Dataset entries >>
────

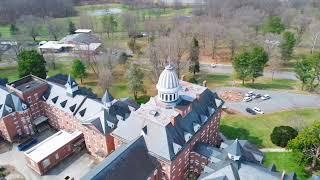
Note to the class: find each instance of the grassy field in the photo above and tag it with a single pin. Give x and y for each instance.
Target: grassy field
(257, 129)
(286, 161)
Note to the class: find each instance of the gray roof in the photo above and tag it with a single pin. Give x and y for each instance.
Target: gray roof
(88, 110)
(9, 103)
(130, 161)
(163, 139)
(248, 167)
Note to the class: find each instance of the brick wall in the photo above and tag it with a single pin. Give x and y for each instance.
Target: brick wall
(98, 144)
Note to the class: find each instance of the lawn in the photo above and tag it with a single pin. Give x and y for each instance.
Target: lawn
(257, 129)
(285, 161)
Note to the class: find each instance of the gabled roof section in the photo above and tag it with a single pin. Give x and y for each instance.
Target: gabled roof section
(130, 161)
(107, 98)
(9, 103)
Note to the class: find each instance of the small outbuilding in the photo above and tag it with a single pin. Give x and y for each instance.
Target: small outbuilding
(45, 155)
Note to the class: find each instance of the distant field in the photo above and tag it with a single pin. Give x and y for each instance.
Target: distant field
(286, 161)
(257, 129)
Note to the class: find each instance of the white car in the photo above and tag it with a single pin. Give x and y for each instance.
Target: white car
(265, 97)
(247, 99)
(258, 110)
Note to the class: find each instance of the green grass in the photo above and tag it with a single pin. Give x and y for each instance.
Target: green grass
(285, 161)
(257, 129)
(5, 32)
(276, 84)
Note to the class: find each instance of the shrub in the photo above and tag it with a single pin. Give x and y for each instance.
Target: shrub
(281, 135)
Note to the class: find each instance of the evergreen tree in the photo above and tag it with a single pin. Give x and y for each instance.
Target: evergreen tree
(72, 28)
(287, 45)
(194, 65)
(78, 69)
(250, 64)
(135, 80)
(13, 29)
(31, 62)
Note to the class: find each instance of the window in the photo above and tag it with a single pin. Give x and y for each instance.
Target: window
(46, 163)
(57, 156)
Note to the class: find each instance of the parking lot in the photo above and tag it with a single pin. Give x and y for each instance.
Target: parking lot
(74, 166)
(279, 101)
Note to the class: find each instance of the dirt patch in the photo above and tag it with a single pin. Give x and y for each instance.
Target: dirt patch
(231, 96)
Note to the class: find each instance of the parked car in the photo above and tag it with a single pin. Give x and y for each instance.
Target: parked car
(265, 97)
(27, 144)
(249, 94)
(247, 99)
(251, 111)
(257, 96)
(258, 110)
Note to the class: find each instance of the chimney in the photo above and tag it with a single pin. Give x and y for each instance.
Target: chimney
(183, 77)
(204, 83)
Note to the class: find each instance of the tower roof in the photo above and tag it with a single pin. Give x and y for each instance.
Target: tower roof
(168, 79)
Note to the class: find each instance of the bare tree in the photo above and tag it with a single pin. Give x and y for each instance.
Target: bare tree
(86, 21)
(55, 28)
(314, 30)
(130, 23)
(30, 25)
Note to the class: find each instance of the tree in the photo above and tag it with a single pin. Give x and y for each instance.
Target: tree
(307, 144)
(274, 24)
(249, 64)
(78, 69)
(109, 24)
(287, 45)
(281, 135)
(194, 65)
(135, 80)
(31, 62)
(30, 25)
(13, 29)
(72, 28)
(55, 28)
(308, 71)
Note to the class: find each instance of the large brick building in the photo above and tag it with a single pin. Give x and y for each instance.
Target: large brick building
(31, 101)
(170, 125)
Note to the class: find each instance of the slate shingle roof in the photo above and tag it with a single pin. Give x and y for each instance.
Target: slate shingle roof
(131, 161)
(9, 103)
(163, 139)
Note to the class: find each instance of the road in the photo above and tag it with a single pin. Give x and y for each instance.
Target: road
(228, 69)
(280, 101)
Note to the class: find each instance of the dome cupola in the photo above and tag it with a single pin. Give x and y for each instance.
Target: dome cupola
(168, 85)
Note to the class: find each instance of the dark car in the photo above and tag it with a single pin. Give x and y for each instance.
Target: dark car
(257, 96)
(27, 144)
(251, 111)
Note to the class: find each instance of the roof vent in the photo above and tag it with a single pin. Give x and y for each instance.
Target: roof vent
(73, 107)
(24, 106)
(82, 112)
(55, 99)
(63, 104)
(176, 148)
(154, 113)
(145, 130)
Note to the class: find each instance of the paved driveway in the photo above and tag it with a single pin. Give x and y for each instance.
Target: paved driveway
(279, 101)
(228, 69)
(75, 166)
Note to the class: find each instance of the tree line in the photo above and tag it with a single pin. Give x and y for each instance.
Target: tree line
(12, 10)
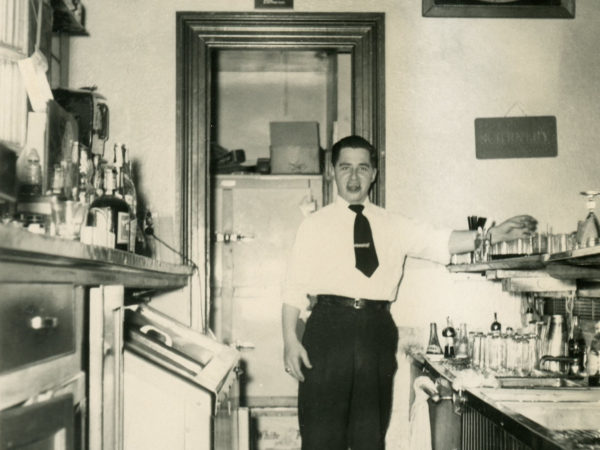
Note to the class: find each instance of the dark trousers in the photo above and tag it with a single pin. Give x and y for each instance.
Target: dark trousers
(346, 398)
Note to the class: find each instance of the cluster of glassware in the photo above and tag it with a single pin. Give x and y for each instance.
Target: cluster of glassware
(505, 353)
(501, 353)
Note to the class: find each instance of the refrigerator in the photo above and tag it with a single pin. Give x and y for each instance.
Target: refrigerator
(254, 222)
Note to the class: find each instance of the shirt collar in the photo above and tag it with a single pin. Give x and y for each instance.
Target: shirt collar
(343, 203)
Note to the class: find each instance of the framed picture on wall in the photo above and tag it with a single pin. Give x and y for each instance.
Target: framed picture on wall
(532, 9)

────

TRY IT >> All of the data should be returned word for word, with each picture left out.

THE ANSWER >>
Note to the class: find each instance of the grassy field in the photo above and tag it with a single pin. Give x and y for each instance.
Target: grassy field
(257, 129)
(286, 161)
Note to the class: find each instance of the gray roof in the photo above and tag it with a single pin. Give x and y for each instance.
Target: gray roof
(88, 110)
(9, 103)
(130, 161)
(163, 139)
(248, 167)
Note to the class: find each instance of the brick wall in the photo above and tag it with a single pin. Give x and y for each instance.
Target: brick wall
(98, 144)
Note to the class: find each instance of the lawn in the photo above and tag it with a single pin. Give x and y for each instance.
Target: lawn
(257, 129)
(285, 161)
Note to the class: find each instance of the gabled roof section in the photo above and tag it with a single pin. Give x and y for each instance.
Target: gabled roof section
(130, 161)
(107, 98)
(9, 103)
Note to the class: find each instance of the small outbuilding in the photo above and tag it with a single pin. Give x and y for each instance.
Target: small outbuilding
(45, 155)
Note to the class: find each instance of the distant field in the photo above and tag it with a single pin. Give x and y for each instance.
Target: distant field
(286, 161)
(257, 129)
Note to the class: find each instance of the white car in the photo above and tag it with a single pin. Give x and y for each instance.
Target: white car
(265, 97)
(247, 99)
(258, 110)
Note to the class: find each instance of the green grass in the photo above and tag it with a single pin. Give x and y for each instance.
Target: green grass
(285, 161)
(257, 129)
(5, 32)
(276, 84)
Note to the class: find each instance of the shrub in the photo above and tag it with a single pin. Give x and y for each instance.
Target: shrub
(281, 135)
Note to the class: find each instance of the evergreen tree in the photo above and tag it with a single pin. Give x and y for each instance.
Target: evergreen tree
(72, 28)
(287, 45)
(194, 65)
(78, 69)
(250, 64)
(135, 80)
(13, 29)
(31, 62)
Note to the class: find each instance of the window in the photo above and tag it with a single pin. Give x and y for each instance.
Target: window
(46, 163)
(57, 156)
Note to the class: find each instance of the parking lot in the photo above and tag it with a single pin. Give x and y for each instance.
Target: parking lot
(74, 166)
(279, 101)
Note to the class: find each instance of the dirt patch in the photo above and tag it with a single pin. Give x and y for each instance.
Target: dirt patch
(231, 96)
Note to the class: find each instance of the parked car in the photo above and tag it with a single pin. Give x and y for each instance.
Target: parked car
(265, 97)
(27, 144)
(249, 94)
(247, 99)
(251, 111)
(257, 96)
(258, 110)
Note to the class: find each instance of the chimney in the photo above and tag it with a single pin. Give x and y for each instance.
Target: chimney
(183, 77)
(204, 83)
Note to the class: find each instance of the tower roof in the photo above and tag it with a single pin. Give x and y for each instance.
Target: tower roof
(168, 79)
Note to the class: find each instance of the bare tree in the photo above and tag it with a single pin. Give x and y for each instance.
Target: bare tree
(86, 21)
(55, 28)
(314, 30)
(130, 23)
(30, 25)
Note to the class: find each instance of the tree in the photo above and tag it with a single pin. Give x and y for each instance.
Target: tree
(307, 144)
(274, 24)
(249, 64)
(78, 69)
(109, 24)
(287, 45)
(281, 135)
(194, 65)
(135, 80)
(31, 62)
(30, 25)
(13, 29)
(72, 28)
(55, 28)
(308, 71)
Note to the class: find each instance of the large brick building in the photo above and tag it with a single pin. Give x and y for each instance.
Target: large brick building
(31, 101)
(170, 125)
Note to the class: find each instance of the slate shingle roof in the photo above and tag it with a single pin. Give x and y for each instance.
Target: slate shingle roof
(131, 161)
(9, 103)
(163, 139)
Note to the class: find each instance of the road in the photo above and tag it with a single pin. Give x and y for each instance.
Target: road
(228, 69)
(280, 101)
Note to the class: find each instance of the dome cupola in the photo above and tag it with a single pin. Give x and y for each instance.
Target: dome cupola
(168, 85)
Note to the class: find each instance of the dark car in the photo above and tag it with a single pin. Give x and y for each instance.
Target: dark car
(257, 96)
(27, 144)
(251, 111)
Note to the class: find each instance of the roof vent in the photo above and tag it with a single pin. Give x and y for each instance.
Target: roof vent
(73, 107)
(24, 106)
(82, 112)
(55, 99)
(63, 104)
(176, 148)
(154, 113)
(145, 130)
Note to the class: find each instance of the paved driveway in the photo above and tag it with a single pin. Give x and y for each instance.
Target: paved driveway
(279, 101)
(228, 69)
(75, 166)
Note to the class: find each instance of the tree line in the photo above and tag it with a single pin. Give x and y for each instance.
Target: tree line
(12, 10)
Note to the class: find each instance of the dark trousers in the photo above and tag it with a single pin. Give x and y for each instance.
Target: dark trousers
(346, 398)
Note to the class: find each instance of the cluster of glassware in the photo above and tag it with a single pin. Give x and y for each instance.
Target: cluster of glassware
(505, 353)
(501, 353)
Note to the class: find each instance of the refrigerator in the photo above and tag it with a single pin. Give x and y for each instance.
Target: refrigerator
(254, 222)
Note to the class: find each instance of the shirt collar in the photo above and tag it with a single pin. Give x and y for each instance.
Target: shirt collar
(343, 203)
Note to the class: find each instance of the framed picture on wall in the photo above and tag it with a single pin. Give x and y for each instance.
Target: framed picture on wall
(532, 9)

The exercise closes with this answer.